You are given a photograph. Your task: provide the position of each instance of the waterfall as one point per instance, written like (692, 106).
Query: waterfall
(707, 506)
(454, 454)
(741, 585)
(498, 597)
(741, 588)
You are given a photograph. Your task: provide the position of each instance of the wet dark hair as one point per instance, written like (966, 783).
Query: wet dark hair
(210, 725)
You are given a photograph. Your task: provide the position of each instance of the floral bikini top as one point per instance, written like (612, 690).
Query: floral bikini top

- - -

Prompt: Can you copy out all of the data above, line for line, without changing anything?

Correct output:
You are given a photograph. Your task: provide the position of each instance of the waterfall as one point per instance, written like (692, 106).
Query: waterfall
(707, 506)
(454, 454)
(741, 585)
(498, 597)
(741, 588)
You are given a photograph. Your task: provide the position of each instance of the wet dark hair as one point per instance, written like (966, 783).
Query: wet dark hair
(210, 725)
You are given a photograph. Your task: provide the position of each instance of the floral bikini top as one point per instance, written like (612, 690).
Query: floral bikini top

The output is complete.